Excerpt to read >>
────────

He said the timely approval of this year’s budget plan of P4.1 trillion and the extended validity of certain portions of the 2019 GAA till the yearend will provide the economy with “a double-barreled boost enough to sustain—and even crank up—the level of catch-up spending that the economic team, upon President Duterte’s directive, carried out in the remaining half of last year to reverse anemic growth in the first two quarters brought about by the delay in the congressional approval of the national budget.”

Dominguez expects the concerned government agencies to do a better job of implementing more priority programs and projects—and efficiently disbursing their bigger outlays—this 2020, as he cited Bureau of the Treasury (BTr) data pointing to the better absorptive capacity of national government (NG) offices in the past year.

In November 2019, he said, the BTr reported that NG disbursements rose to P365.6 billion for that month, reflecting a P66.8 billion or 22.36 percent increase from the year-ago level that boosted the government’s catch-up performance to P3.303 trillion for the January-November period or a cumulative year-on-year (YOY) disbursement growth of P208.2 billion or 6.73 percent.

On the strength of the CTRP’s Package 1—the Tax Reform for Acceleration and Inclusion Act (TRAIN)—and tax administration reforms, Dominguez said the BIR and BOC managed to collect over P2.8 trillion combined in 2019, with the internal revenue agency posting a 10.67-percent YOY increase in collection to P2.33 trillion and the customs bureau collecting 6.32 percent higher YOY with P630.57 billion.

He expects both revenue agencies to perform better this year as the government implements the TRAIN for the third year, including higher taxes on alcohol products, cigarettes and smoking alternatives like electronic cigarettes, heat-not-burn tobacco (HTPs) and vapor (vaping) products.

Dominguez said the government’s unprecedented investments in infrastructure and social services like education, healthcare and skills training are “designed to sustain the country’s high-growth momentum—in support of President Duterte’s goal of pulling down the poverty level to 14 percent or lower and ensuring better lives for all law-abiding Filipinos by the time he leaves office in 2022.”

────────

Things to do >>
a: Duplicate everything in the budget excerpt from "In November 2019, he" down to "or 6.73 percent.".
b: According to the budget excerpt, how much did the customs bureau collect in 2019?
c: Please write the next part of the budget excerpt, picking up after its final paragraph.

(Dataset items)

────────

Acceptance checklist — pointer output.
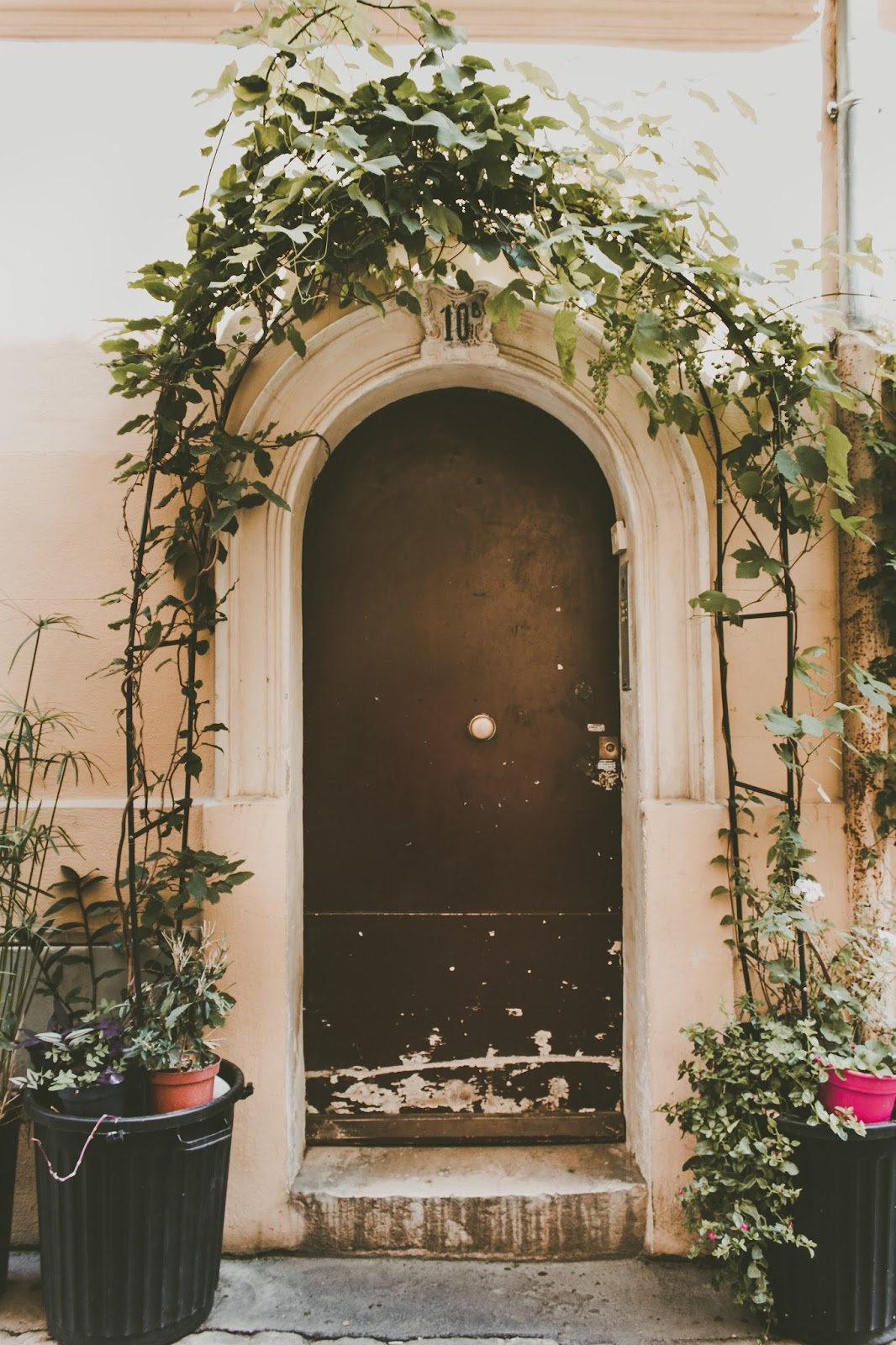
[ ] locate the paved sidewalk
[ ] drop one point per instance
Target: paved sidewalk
(293, 1300)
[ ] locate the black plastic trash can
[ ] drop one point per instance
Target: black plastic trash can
(8, 1152)
(845, 1295)
(131, 1243)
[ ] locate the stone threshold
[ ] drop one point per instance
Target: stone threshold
(499, 1203)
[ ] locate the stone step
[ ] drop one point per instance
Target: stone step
(508, 1203)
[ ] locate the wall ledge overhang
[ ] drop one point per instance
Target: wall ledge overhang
(696, 24)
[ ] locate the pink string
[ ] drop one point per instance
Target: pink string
(55, 1174)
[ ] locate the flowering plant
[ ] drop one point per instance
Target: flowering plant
(77, 1053)
(820, 1006)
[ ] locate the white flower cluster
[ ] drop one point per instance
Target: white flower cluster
(808, 891)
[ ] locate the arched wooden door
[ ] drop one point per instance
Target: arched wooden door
(463, 910)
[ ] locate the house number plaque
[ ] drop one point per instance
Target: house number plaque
(455, 322)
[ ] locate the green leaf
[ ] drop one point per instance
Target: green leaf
(506, 307)
(566, 340)
(704, 98)
(380, 54)
(269, 495)
(781, 724)
(743, 107)
(296, 340)
(649, 340)
(851, 525)
(443, 219)
(788, 466)
(535, 74)
(714, 603)
(837, 459)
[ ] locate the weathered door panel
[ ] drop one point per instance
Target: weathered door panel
(463, 898)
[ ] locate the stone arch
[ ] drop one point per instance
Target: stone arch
(356, 367)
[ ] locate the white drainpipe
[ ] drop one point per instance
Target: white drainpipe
(860, 175)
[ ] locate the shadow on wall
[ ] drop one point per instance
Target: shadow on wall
(692, 24)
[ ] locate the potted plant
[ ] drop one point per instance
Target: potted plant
(791, 1190)
(37, 762)
(183, 1004)
(78, 1064)
(862, 1080)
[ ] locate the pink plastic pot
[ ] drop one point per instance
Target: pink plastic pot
(871, 1098)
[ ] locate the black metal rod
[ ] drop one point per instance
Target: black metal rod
(131, 746)
(159, 820)
(755, 789)
(734, 829)
(790, 598)
(163, 645)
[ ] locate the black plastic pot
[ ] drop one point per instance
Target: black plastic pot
(131, 1243)
(845, 1295)
(94, 1100)
(8, 1152)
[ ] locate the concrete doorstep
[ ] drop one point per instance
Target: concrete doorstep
(394, 1301)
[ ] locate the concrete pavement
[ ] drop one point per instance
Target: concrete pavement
(380, 1301)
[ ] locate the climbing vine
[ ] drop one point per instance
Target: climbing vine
(360, 194)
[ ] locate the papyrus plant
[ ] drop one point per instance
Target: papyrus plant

────────

Answer section >>
a:
In November 2019, he said, the BTr reported that NG disbursements rose to P365.6 billion for that month, reflecting a P66.8 billion or 22.36 percent increase from the year-ago level that boosted the government’s catch-up performance to P3.303 trillion for the January-November period or a cumulative year-on-year (YOY) disbursement growth of P208.2 billion or 6.73 percent.

b: P630.57 billion

c:
With more money in their pockets—equivalent to one-month’s take home pay—as a result of the TRAIN’s income tax cuts for 99 percent of Filipino taxpayers, he said the strong consumer spending that helped fuel growth in 2019’s fourth quarter is expected to continue this 2020.

Meanwhile, the improved performance of the agriculture sector in the latter half of last year is likely to continue, too, in 2020, as the government implements more intervention measures to boost palay productivity, with funding support from the annual P10-billion Rice Competitiveness Enhancement Fund (RCEF), said Dominguez, who was agriculture secretary during the former Corazon Aquino administration.

RCEF is sourced from grain import duties collected by the BOC from private rice traders, following the enactment of the Rice Trade Liberalization (RTL) in March 2019. Excess revenue on top of the P10-billion RCEF will also finance other intervention programs for local palay growers.

“Although it did not grow as fast as we had wanted it to in 2019,” he said, “the domestic economy grew faster than most other economies in the East Asia and the Pacific region last year, and it will remain among the world’s fastest-growing economies this year on the back of the Philippines’ strong macroeconomic fundamentals and the game-changing reforms implemented by President Duterte to sustain high—and inclusive—growth.”

He said a major speed bump last year was the four-months-and-a-half delay in the congressional approval of the 2019 GAA, which had forced the Duterte administration to run the government on a reenacted 2019 budget and hold off the implementation of new and ongoing programs and projects that would have accelerated the growth momentum in last year’s first semester.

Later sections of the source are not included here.